DESCRIPTION OF THE TASK – Retype the records in full, keeping each character as it is.
DATASET RECORDS Start Marker
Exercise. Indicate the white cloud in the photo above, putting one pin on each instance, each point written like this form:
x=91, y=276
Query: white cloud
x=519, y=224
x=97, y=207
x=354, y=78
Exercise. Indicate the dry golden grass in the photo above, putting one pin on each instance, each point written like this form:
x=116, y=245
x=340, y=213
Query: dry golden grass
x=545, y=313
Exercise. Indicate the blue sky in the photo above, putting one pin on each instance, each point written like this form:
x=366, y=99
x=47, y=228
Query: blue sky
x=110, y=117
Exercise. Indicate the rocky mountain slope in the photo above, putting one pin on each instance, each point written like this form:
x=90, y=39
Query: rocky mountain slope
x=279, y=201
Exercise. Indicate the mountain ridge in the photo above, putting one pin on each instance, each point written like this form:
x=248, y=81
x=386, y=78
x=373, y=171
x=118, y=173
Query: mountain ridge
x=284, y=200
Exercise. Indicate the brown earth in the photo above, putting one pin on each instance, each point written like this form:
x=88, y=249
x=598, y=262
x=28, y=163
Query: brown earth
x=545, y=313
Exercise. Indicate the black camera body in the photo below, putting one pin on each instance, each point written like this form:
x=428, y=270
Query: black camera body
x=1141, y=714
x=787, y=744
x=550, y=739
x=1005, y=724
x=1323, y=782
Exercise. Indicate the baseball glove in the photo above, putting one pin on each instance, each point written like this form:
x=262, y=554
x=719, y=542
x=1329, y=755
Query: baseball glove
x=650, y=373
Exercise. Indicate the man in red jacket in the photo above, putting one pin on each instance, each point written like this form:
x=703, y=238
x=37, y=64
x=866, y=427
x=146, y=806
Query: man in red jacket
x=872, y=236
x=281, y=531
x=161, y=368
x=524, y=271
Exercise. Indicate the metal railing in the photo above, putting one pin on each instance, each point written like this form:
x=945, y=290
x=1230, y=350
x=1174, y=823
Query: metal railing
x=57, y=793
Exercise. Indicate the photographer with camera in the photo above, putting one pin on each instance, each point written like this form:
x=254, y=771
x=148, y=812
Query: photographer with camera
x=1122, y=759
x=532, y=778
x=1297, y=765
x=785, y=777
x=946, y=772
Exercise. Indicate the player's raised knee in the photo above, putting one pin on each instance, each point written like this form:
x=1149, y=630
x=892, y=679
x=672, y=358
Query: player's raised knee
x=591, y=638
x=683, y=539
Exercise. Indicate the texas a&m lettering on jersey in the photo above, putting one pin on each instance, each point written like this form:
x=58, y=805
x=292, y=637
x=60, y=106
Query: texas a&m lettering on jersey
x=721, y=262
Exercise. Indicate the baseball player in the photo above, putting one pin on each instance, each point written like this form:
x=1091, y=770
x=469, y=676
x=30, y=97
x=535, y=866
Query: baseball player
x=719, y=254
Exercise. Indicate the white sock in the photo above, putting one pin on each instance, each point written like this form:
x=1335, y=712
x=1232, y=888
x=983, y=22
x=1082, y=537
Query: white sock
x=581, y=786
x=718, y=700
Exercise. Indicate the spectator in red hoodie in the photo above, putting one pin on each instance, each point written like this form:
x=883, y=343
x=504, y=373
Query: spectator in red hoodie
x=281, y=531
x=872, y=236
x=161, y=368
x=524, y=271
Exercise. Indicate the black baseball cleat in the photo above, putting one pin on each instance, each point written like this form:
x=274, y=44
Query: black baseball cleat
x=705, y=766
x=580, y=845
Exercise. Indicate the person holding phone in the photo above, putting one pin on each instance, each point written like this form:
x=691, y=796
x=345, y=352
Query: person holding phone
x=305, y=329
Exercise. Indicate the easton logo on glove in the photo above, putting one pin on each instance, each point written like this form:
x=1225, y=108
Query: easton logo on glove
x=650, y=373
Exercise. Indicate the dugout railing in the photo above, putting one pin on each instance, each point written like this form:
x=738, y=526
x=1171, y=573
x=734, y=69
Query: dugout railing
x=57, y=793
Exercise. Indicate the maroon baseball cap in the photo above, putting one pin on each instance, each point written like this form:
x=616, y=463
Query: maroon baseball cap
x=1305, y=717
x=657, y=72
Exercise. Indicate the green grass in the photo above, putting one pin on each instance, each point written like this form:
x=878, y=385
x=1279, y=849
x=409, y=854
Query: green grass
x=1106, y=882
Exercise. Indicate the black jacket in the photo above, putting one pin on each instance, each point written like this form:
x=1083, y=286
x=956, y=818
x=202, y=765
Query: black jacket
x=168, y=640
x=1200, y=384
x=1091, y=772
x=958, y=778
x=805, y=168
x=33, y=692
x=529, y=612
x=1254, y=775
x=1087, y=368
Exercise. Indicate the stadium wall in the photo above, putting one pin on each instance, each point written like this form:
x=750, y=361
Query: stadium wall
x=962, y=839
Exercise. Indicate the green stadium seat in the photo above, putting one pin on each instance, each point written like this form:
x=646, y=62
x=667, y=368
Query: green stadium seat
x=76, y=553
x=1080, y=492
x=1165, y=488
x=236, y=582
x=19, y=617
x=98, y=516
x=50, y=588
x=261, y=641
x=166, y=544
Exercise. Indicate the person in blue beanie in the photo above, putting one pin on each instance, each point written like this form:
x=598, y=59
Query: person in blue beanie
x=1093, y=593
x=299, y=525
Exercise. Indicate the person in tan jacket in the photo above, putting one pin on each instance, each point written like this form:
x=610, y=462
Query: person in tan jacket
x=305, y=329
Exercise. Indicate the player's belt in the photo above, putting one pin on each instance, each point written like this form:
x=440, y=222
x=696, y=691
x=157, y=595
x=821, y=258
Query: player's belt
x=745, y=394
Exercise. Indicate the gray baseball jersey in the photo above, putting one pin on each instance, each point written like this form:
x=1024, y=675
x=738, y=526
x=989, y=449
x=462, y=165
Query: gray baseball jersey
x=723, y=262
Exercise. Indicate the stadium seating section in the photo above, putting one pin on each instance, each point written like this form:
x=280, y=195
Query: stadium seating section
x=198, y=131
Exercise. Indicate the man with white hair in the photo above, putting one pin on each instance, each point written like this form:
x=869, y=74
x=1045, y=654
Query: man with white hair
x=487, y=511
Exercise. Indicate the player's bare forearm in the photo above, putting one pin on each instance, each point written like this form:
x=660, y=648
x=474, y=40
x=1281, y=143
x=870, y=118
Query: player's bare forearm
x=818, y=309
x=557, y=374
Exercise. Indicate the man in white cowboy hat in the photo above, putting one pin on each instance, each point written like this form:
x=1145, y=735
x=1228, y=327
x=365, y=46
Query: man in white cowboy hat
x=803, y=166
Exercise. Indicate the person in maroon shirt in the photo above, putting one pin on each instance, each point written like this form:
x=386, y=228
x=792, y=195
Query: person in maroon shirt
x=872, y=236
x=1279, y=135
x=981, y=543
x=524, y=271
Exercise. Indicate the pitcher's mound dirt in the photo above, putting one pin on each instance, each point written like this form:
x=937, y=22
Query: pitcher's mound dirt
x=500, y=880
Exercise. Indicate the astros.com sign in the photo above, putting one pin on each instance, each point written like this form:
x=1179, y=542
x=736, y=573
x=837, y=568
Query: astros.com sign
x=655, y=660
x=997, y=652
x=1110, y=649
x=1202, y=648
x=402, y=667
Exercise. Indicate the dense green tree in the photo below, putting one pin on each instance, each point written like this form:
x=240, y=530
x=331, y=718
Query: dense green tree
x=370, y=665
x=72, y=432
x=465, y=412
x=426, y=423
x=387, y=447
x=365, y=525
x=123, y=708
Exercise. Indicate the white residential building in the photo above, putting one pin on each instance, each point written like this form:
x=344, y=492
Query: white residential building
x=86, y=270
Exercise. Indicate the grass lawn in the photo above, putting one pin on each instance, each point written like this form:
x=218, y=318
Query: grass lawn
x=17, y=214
DATASET RECORDS End Marker
ANSWER SPACE –
Exercise. Indicate the white cloud in the photo above, putting one pin on each instance, each point written like this form:
x=91, y=276
Query: white cloud
x=519, y=224
x=97, y=207
x=354, y=78
Exercise. Indicate the dry golden grass in the photo above, putting one pin on each instance, each point written like this form:
x=116, y=245
x=340, y=213
Query: dry golden grass
x=545, y=313
Exercise. Indicate the blue sky in the photo above, putting one pin on each instance, each point written like this form:
x=366, y=99
x=47, y=228
Query: blue sky
x=110, y=117
Exercise. Indicate the rocky mountain slope in the photo above, putting one pin on each instance, each point written like this form:
x=90, y=39
Query: rocky mountain slope
x=279, y=201
Exercise. Indicate the mountain ridge in the photo above, putting one pin on each instance, each point written like this form:
x=248, y=81
x=386, y=78
x=373, y=171
x=118, y=173
Query: mountain ridge
x=284, y=200
Exercise. Indicate the brown earth in the photo above, putting one pin on each instance, each point written like this form:
x=88, y=249
x=598, y=262
x=28, y=163
Query: brown earth
x=545, y=313
Exercise. Indicate the black camera body in the photo below, putting one pin on each instance, each point written like this form:
x=428, y=270
Query: black camera body
x=1141, y=714
x=787, y=744
x=550, y=739
x=1005, y=724
x=1323, y=782
Exercise. Indicate the baseball glove in the photo above, putting one pin on each instance, each point written like this form:
x=262, y=554
x=719, y=542
x=1329, y=755
Query: baseball glove
x=650, y=373
Exercise. Indicate the man in red jacket in the photo above, putting one pin on each instance, each point written like this form:
x=703, y=238
x=37, y=64
x=866, y=427
x=146, y=806
Query: man in red jacket
x=872, y=236
x=281, y=531
x=161, y=368
x=524, y=271
Exercise. Indicate the metal railing in the photo above, putting one pin on each instance, each point written like this form:
x=945, y=290
x=1230, y=350
x=1174, y=823
Query: metal railing
x=57, y=793
Exercise. Indicate the photographer with camera in the photo above, putting one pin on each instance, each point written like this form:
x=254, y=771
x=148, y=812
Query: photographer with camera
x=1122, y=759
x=532, y=778
x=1297, y=765
x=785, y=777
x=946, y=772
Exercise. Indicate the player's raised knee in the photo above, putting one pin on each instance, each point written like this form:
x=1149, y=630
x=892, y=679
x=672, y=358
Query: player's raised knee
x=591, y=638
x=683, y=539
Exercise. Indicate the texas a&m lettering on jersey in the photo above, putting one pin on each instance, each point written like this form:
x=58, y=805
x=292, y=637
x=60, y=106
Query: texas a&m lettering on jersey
x=721, y=262
Exercise. Indicate the baseball player in the photo above, putting one pin on each instance, each point written like this form:
x=1091, y=770
x=469, y=676
x=30, y=97
x=535, y=866
Query: baseball player
x=719, y=254
Exercise. Indicate the white sock in the photo above, putting one pin on each instance, each point written like this form:
x=1335, y=712
x=1232, y=888
x=983, y=22
x=1082, y=537
Query: white sock
x=581, y=786
x=718, y=700
Exercise. Indicate the spectator in red hoodie in the photo above, putting one pin on each instance, each point written like this form:
x=883, y=343
x=504, y=373
Query: spectator in red hoodie
x=281, y=531
x=872, y=236
x=161, y=368
x=524, y=271
Exercise. Indicate the black baseball cleat in the photo above, putting one pin on each instance, each point written like this form:
x=274, y=44
Query: black baseball cleat
x=705, y=766
x=580, y=845
Exercise. Indicate the person holding phone in the photo above, putting one pin on each instance, each point written like this form:
x=691, y=796
x=345, y=352
Query: person holding phone
x=305, y=329
Exercise. Indicate the easton logo on glove in the photo above, putting one pin on each instance, each point written like this form:
x=1225, y=108
Query: easton logo on glove
x=650, y=373
Exercise. Indicate the dugout railing in the photo above, putting one pin on each instance, each point written like this form:
x=738, y=526
x=1171, y=573
x=734, y=69
Query: dugout railing
x=57, y=793
Exercise. Indicate the maroon baseball cap in the photo above, putting one pin on each instance, each point written like this form:
x=616, y=463
Query: maroon baseball cap
x=1305, y=717
x=657, y=72
Exercise. Indicate the green grass in the photo above, putting one pin on each instance, each point written like this form:
x=878, y=385
x=1279, y=849
x=409, y=854
Query: green grass
x=1106, y=882
Exercise. Indicate the black jacket in the photo above, putting one pin on each instance, each point written like this form:
x=1083, y=286
x=956, y=818
x=202, y=765
Query: black jacket
x=168, y=640
x=1200, y=384
x=1091, y=772
x=958, y=778
x=805, y=168
x=33, y=692
x=529, y=612
x=1254, y=775
x=1087, y=368
Exercise. Indicate the stadium wall in the photo above, putting one pin on each instance, each point written like this form:
x=750, y=361
Query: stadium wall
x=962, y=839
Exercise. Indicate the green stadium seat in the photo above, putting one pin on each instance, each point written like this form:
x=646, y=62
x=667, y=368
Query: green stadium seat
x=76, y=553
x=1080, y=492
x=1165, y=488
x=236, y=582
x=19, y=617
x=98, y=516
x=50, y=588
x=261, y=641
x=166, y=544
Exercise. Indicate the person in blue beanie in the photo above, putting one pin on each instance, each point written like this form:
x=598, y=59
Query: person in blue beanie
x=1093, y=593
x=299, y=525
Exercise. Indicate the person in tan jacket in the photo above, putting one pin on each instance, each point written like this form:
x=610, y=462
Query: person in tan jacket
x=305, y=329
Exercise. Indicate the player's belt in the photo above, putting one pin on each instance, each point written like this form:
x=440, y=222
x=696, y=691
x=157, y=595
x=821, y=258
Query: player's belt
x=745, y=394
Exercise. Indicate the gray baseball jersey in the photo above, putting one pin on each instance, each point written like this form:
x=1024, y=675
x=738, y=526
x=989, y=449
x=462, y=165
Query: gray baseball jersey
x=723, y=262
Exercise. Indicate the stadium seating section in the photo above, putting one pin on each instance, each point written like this form:
x=280, y=195
Query: stadium seating section
x=198, y=131
Exercise. Indicate the man with white hair in the photo above, putting one pin on each instance, each point written like this form:
x=869, y=74
x=1045, y=654
Query: man with white hair
x=487, y=511
Exercise. Indicate the player's bare forearm in the photo above, putting one pin on each instance, each point written like this form:
x=660, y=648
x=474, y=40
x=1281, y=143
x=870, y=118
Query: player's bare forearm
x=818, y=309
x=557, y=374
Exercise. Indicate the man in white cowboy hat in the photo above, putting one pin on each instance, each point written like this form:
x=1145, y=735
x=1228, y=327
x=365, y=46
Query: man in white cowboy hat
x=803, y=166
Exercise. Indicate the person in maroon shirt in the photo above, putting one pin on each instance, each point written like this form:
x=386, y=228
x=792, y=195
Query: person in maroon shirt
x=872, y=236
x=1279, y=135
x=981, y=543
x=524, y=271
Exercise. Indicate the pitcher's mound dirt in the photo above, putting one pin on each instance, each point written like this form:
x=937, y=22
Query: pitcher's mound dirt
x=500, y=880
Exercise. Indicate the astros.com sign in the photo above, putting one pin on each instance, each point written like this form:
x=1179, y=542
x=736, y=573
x=837, y=568
Query: astros.com sign
x=655, y=660
x=997, y=652
x=1110, y=649
x=1202, y=648
x=402, y=667
Exercise. Indicate the dense green tree in the photo below, putting one pin on each instance, each point written like this form:
x=240, y=530
x=331, y=718
Query: dense green tree
x=370, y=665
x=72, y=432
x=465, y=412
x=426, y=423
x=387, y=447
x=365, y=525
x=123, y=708
Exercise. Indicate the white residential building in the photo above, putting one pin on each instance, each point written like this form:
x=344, y=492
Query: white residential building
x=86, y=270
Exercise. Indicate the grass lawn in the photo above, putting one pin on each instance, each point written like this form:
x=218, y=318
Query: grass lawn
x=17, y=214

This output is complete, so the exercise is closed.